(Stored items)

++++++

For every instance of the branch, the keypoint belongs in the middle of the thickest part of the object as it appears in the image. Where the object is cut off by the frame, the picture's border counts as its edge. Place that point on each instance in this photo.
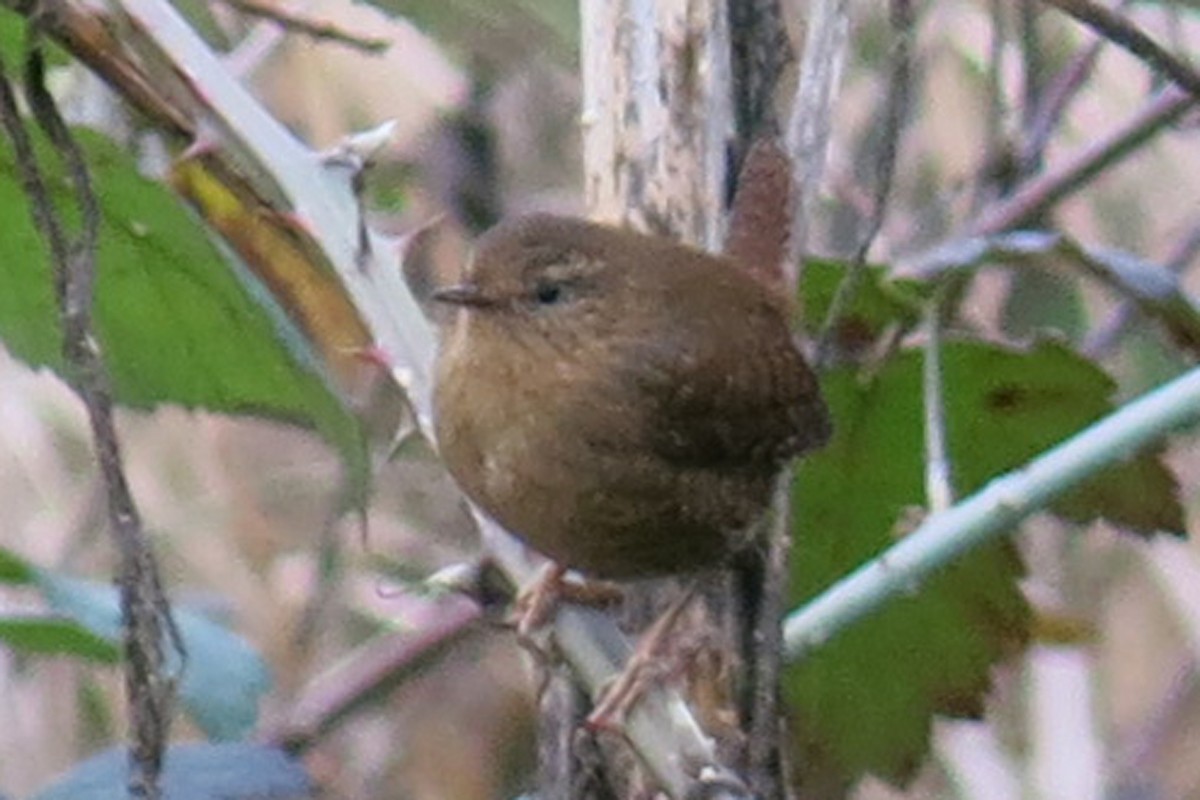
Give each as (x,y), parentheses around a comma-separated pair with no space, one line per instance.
(1125,34)
(1156,290)
(192,95)
(318,29)
(811,118)
(145,614)
(1037,196)
(993,512)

++++++

» **EXERCISE**:
Please scale the listing above by rewriting every line, request text included, with each answer coordinate multiplied by 2.2 and rounded to a whole number (halves round up), leaving the request wording and its format sample unchanged. Omit the picture lines from your answer.

» **TASK RESULT**:
For every instance of the branch, the keypoint belongs in the middle of the thickest part of the object as it appears in the image. Where the object is cut off by the frame, the picture's border counts as its edge. Place that point on each instance in this photo.
Give each as (x,y), parentheses around a comma-separated pair with no space, one line per instance.
(2475,75)
(2543,638)
(422,209)
(700,64)
(1784,260)
(319,1351)
(2281,431)
(2185,1126)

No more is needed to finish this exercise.